**SOURCE DATA:**
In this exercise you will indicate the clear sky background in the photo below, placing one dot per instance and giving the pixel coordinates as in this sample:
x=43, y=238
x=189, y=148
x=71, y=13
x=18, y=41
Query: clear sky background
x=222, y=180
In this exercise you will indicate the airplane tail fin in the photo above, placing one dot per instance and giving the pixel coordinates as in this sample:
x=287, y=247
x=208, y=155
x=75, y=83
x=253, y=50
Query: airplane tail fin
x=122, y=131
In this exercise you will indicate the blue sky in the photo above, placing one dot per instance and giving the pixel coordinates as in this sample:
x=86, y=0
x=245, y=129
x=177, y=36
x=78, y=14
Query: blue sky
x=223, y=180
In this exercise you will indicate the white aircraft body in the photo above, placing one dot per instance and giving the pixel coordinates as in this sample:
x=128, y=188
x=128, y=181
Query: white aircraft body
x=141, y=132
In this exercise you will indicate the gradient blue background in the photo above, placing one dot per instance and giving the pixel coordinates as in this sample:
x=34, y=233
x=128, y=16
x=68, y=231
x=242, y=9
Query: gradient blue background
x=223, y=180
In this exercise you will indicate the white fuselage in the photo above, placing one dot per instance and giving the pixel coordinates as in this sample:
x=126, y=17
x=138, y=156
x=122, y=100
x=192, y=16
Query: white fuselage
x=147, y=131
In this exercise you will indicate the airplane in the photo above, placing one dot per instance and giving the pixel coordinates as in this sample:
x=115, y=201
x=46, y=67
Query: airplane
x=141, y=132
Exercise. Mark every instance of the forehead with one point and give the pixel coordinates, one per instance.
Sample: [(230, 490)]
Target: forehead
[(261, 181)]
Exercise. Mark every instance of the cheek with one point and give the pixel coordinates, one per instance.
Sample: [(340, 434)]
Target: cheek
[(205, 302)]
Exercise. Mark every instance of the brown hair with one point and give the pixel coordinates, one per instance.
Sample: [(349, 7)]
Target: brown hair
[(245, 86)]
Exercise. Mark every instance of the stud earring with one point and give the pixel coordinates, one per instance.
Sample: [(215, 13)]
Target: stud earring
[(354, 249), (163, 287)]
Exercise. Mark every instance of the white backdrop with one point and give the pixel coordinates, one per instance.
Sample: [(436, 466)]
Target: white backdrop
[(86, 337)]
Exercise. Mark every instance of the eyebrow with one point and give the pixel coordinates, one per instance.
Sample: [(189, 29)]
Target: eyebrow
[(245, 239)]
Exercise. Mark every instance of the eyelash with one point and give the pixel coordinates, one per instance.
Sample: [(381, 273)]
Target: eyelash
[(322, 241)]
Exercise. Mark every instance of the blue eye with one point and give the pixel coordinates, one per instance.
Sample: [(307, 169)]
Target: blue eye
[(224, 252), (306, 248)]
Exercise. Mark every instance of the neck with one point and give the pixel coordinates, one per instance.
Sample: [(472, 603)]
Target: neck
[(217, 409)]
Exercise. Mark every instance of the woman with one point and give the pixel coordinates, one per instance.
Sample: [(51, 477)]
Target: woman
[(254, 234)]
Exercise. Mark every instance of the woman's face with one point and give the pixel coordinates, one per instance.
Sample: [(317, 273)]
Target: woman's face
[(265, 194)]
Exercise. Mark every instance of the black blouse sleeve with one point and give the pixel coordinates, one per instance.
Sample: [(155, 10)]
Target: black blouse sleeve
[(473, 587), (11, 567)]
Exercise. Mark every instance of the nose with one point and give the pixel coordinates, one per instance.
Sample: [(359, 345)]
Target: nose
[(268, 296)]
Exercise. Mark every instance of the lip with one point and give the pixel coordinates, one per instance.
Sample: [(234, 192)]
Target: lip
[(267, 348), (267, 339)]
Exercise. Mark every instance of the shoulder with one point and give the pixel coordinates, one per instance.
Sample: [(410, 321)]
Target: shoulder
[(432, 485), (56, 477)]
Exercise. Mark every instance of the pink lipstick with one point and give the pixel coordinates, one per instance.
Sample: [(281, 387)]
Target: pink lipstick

**GIVEN EXERCISE:** Rewrite all the records above, changing every "pixel coordinates" to "image coordinates" and keeping everything else the same.

**FULL OUTPUT:**
In this exercise you will indicate the clear sky background in the photo below, placing one dot per instance and giving the image coordinates as in this sample:
x=43, y=238
x=189, y=148
x=71, y=13
x=18, y=41
Query: clear sky background
x=222, y=180
In this exercise you will indicate the airplane tail fin in the photo above, placing one dot per instance and giving the image coordinates as in this sample:
x=287, y=247
x=208, y=155
x=75, y=83
x=253, y=50
Query: airplane tail fin
x=122, y=131
In this exercise you will indicate the blue sky in the photo above, placing one dot per instance and giving the image coordinates as in this sample:
x=86, y=0
x=245, y=129
x=177, y=36
x=78, y=14
Query: blue sky
x=223, y=180
In this exercise you will indicate the white aircraft body in the photo above, placing one dot per instance and giving the image coordinates as in this sample:
x=128, y=188
x=128, y=181
Query: white aircraft body
x=141, y=132
In this exercise you will indicate the gradient blue background in the photo above, placing one dot per instance and giving the image coordinates as in this sample:
x=34, y=233
x=128, y=16
x=68, y=231
x=242, y=9
Query: gradient blue background
x=223, y=180
In this exercise you will indicate the white fuselage in the photo above, placing one dot per instance and giving the image coordinates as in this sample:
x=126, y=17
x=138, y=156
x=122, y=100
x=192, y=16
Query: white fuselage
x=147, y=131
In this exercise you will indicate the airplane in the photo above, placing one dot per instance and giving the image coordinates as in this sample:
x=115, y=201
x=46, y=67
Query: airplane
x=141, y=132
Exercise. Mark every instance of the forehead with one point and give the image coordinates, one per instance.
Sample: [(230, 490)]
Target: forehead
[(261, 181)]
Exercise. Mark every instance of the cheek with one point and give the image coordinates, one per instance.
Sample: [(340, 434)]
Target: cheek
[(205, 302)]
Exercise. Mark every instance of the brown hair with one point and give the image coordinates, one per instance.
Sample: [(349, 7)]
Target: brown hair
[(245, 86)]
Exercise. Mark every instance of the stud earring with one point and give the image coordinates, one per instance.
Sample: [(215, 13)]
Target: stud earring
[(354, 249), (163, 287)]
Exercise. Mark every instance of the white backdrop with one point and give the image coordinates, one per instance.
Sample: [(436, 466)]
Target: white backdrop
[(86, 337)]
Exercise. Mark every instance of the eyebrow with one point and give the image coordinates, one per instance.
Sample: [(189, 29)]
Target: eyebrow
[(245, 239)]
Exercise. Mark every instance of the eyelash with one point and give the image coordinates, one per instance.
Sample: [(381, 273)]
Target: eyelash
[(322, 241)]
Exercise. Mark every instance of the blue eye with one point and give the image coordinates, one per instance.
Sample: [(307, 169)]
Target: blue eye
[(224, 252), (306, 248)]
Exercise. Mark every instance of the neck with one point and give the image coordinates, one per instance.
Sample: [(472, 603)]
Target: neck
[(217, 409)]
Exercise. Mark every instance of the woman with one point and give the image coordinates, one per instance.
Sample: [(51, 477)]
Target: woman
[(254, 234)]
Exercise. Mark every instance of the woman's face with one point and give the image coordinates, one per instance.
Sample: [(317, 273)]
Target: woman's face
[(265, 194)]
Exercise. Mark every instance of the black blouse sleeve with one point and give the image coordinates, one per instance.
Sample: [(155, 10)]
Target: black blouse sleeve
[(473, 587), (11, 567)]
Exercise. Mark every instance of the nose with one point and give the image coordinates, one per instance.
Sample: [(359, 345)]
Target: nose
[(268, 296)]
Exercise. Mark every instance of the lip with one point and give the image coordinates, one per instance.
Sample: [(234, 192)]
Target: lip
[(267, 348), (267, 339)]
Exercise. Mark every instance of the shoulder with one point and give the image coordinates, one per instance.
Sample: [(410, 321)]
Target: shoulder
[(432, 485), (56, 477)]
Exercise. Mark every instance of the pink lipstick with one point and give the image coordinates, one per instance.
Sample: [(281, 387)]
Target: pink lipstick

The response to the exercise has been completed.